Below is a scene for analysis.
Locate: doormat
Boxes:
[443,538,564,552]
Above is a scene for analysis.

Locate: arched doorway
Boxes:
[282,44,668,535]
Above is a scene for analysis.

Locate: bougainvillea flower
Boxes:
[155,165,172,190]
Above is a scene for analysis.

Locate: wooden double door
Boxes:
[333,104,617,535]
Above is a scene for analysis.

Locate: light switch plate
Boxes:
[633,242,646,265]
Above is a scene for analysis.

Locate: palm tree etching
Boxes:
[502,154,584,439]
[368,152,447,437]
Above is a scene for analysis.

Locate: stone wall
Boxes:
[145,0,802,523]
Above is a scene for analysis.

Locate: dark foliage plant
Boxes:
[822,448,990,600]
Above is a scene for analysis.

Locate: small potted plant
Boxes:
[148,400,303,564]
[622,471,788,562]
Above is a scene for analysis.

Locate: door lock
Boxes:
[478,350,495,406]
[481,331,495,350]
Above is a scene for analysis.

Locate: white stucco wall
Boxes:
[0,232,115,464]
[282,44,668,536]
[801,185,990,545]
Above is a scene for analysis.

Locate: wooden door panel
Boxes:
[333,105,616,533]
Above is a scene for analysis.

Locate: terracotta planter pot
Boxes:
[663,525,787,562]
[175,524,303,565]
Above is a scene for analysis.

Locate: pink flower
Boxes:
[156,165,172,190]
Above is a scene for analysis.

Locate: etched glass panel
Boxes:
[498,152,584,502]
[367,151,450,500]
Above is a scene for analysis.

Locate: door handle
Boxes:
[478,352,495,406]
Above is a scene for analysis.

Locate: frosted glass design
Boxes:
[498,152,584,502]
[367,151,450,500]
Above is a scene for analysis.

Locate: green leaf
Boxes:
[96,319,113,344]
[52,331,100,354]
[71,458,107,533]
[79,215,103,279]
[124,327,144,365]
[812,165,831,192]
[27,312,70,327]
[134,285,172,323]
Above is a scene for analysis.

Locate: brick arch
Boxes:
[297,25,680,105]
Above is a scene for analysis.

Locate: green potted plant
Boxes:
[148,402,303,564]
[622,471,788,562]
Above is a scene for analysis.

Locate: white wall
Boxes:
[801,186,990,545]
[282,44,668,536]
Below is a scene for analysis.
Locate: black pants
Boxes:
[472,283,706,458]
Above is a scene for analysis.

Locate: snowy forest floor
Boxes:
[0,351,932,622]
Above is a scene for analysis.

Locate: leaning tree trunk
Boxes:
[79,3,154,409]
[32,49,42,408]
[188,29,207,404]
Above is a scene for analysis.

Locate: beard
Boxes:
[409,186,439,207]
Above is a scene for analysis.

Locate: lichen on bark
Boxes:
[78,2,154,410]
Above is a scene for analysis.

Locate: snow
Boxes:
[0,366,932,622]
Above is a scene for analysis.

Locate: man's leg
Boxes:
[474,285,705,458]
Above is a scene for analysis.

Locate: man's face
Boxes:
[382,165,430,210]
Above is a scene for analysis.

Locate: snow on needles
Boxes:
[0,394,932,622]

INSTRUCCIÓN DADA: Presenta como CSV de dos columnas, «texto» y «resultado», el material desde su comienzo hasta la línea con "[472,283,706,458]", ambas incluidas. Pon una fila por cada enunciado, con el enunciado en «texto» y su respuesta en «resultado», cada uno en un solo campo entre comillas y con los saltos de línea sustituidos por espacios.

RESULTADO DEL EJERCICIO:
texto,resultado
"Below is a scene for analysis. Locate: doormat Boxes:","[443,538,564,552]"
"Above is a scene for analysis. Locate: arched doorway Boxes:","[282,44,668,535]"
"Above is a scene for analysis. Locate: bougainvillea flower Boxes:","[155,165,172,190]"
"Above is a scene for analysis. Locate: wooden double door Boxes:","[333,104,617,535]"
"Above is a scene for analysis. Locate: light switch plate Boxes:","[633,242,646,265]"
"Above is a scene for analysis. Locate: palm tree etching Boxes:","[502,154,584,439] [368,152,447,437]"
"Above is a scene for analysis. Locate: stone wall Boxes:","[145,0,802,523]"
"Above is a scene for analysis. Locate: dark foliage plant Boxes:","[822,448,990,600]"
"Above is a scene for analysis. Locate: small potted plant Boxes:","[148,400,303,564] [622,471,788,562]"
"Above is a scene for analysis. Locate: door lock Boxes:","[478,350,495,406] [481,331,495,350]"
"Above is a scene for analysis. Locate: white stucco wall Boxes:","[0,232,115,464] [282,44,668,536] [801,185,990,545]"
"Above is a scene for analysis. Locate: wooden door panel Boxes:","[333,105,616,533]"
"Above is a scene for analysis. Locate: terracotta planter pot Boxes:","[663,525,787,562] [175,524,303,565]"
"Above is a scene for analysis. Locate: pink flower Boxes:","[156,165,172,190]"
"Above is a scene for analysis. Locate: etched glass panel Boxes:","[498,152,584,502] [367,151,450,500]"
"Above is a scene for analysis. Locate: door handle Boxes:","[478,352,495,406]"
"Above is a scene for analysis. Locate: frosted glass design Boxes:","[498,152,584,502] [367,151,450,500]"
"Above is a scene for analysis. Locate: green leaf Boxes:","[96,319,113,344] [52,331,100,354] [71,458,107,533] [79,215,103,279] [124,327,144,365] [812,165,831,192] [27,312,70,327] [134,285,172,323]"
"Above is a scene for analysis. Locate: brick arch Boxes:","[297,25,680,105]"
"Above is a scene for analysis. Locate: green potted plant Boxes:","[148,402,303,564] [622,471,788,562]"
"Above is a scene for analysis. Locate: white wall Boxes:","[801,186,990,545] [282,44,668,536]"
"Below is a scene for analysis. Locate: black pants Boxes:","[472,283,706,458]"